* [Input data]:
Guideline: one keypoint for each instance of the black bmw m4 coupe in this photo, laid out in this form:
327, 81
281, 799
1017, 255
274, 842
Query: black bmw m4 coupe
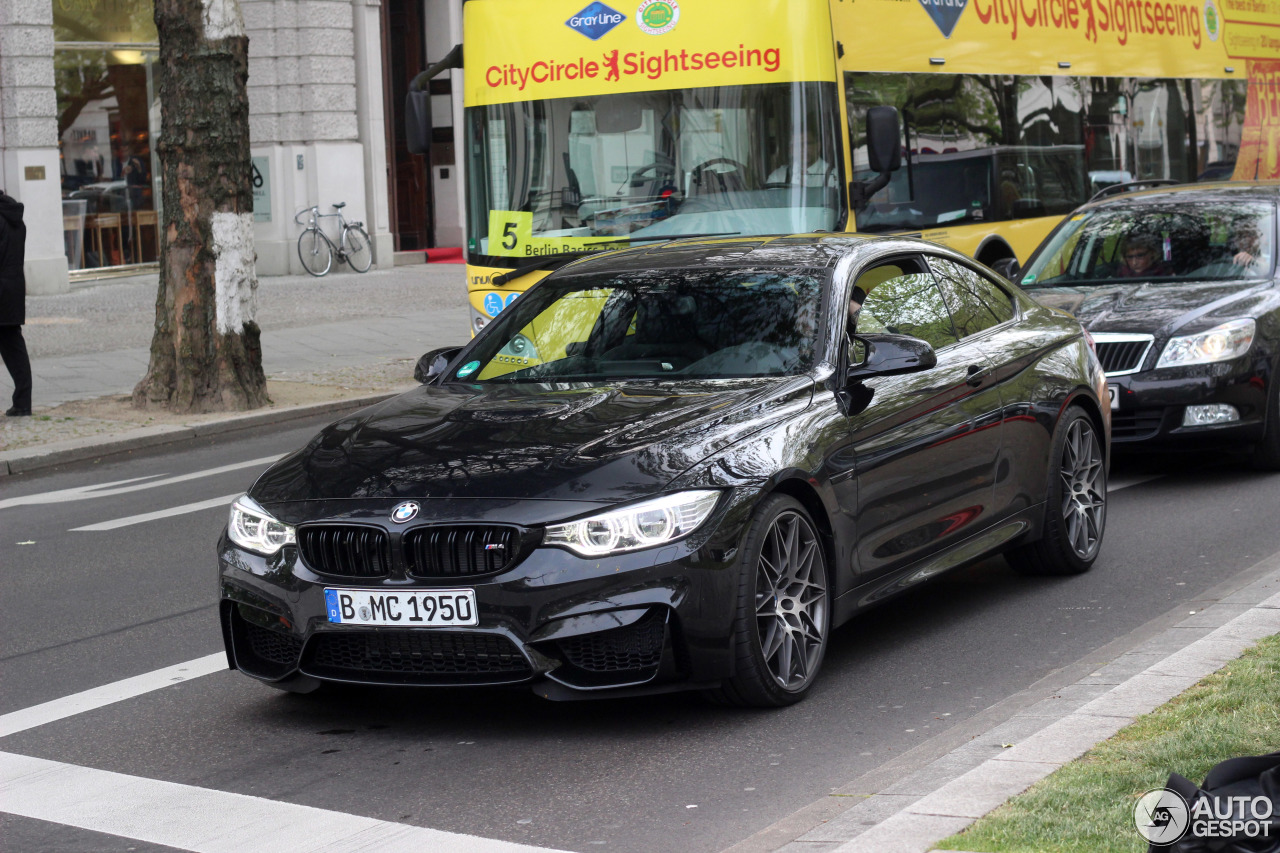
676, 468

* [What needs to be done]:
Retype the entries word for word. Omit any images.

* [Expected output]:
Guideline: one keypoint for each instance of the black bmw m4 coupe in this photo, laid out in this form:
327, 81
281, 799
1017, 255
274, 842
Query: black bmw m4 coupe
676, 468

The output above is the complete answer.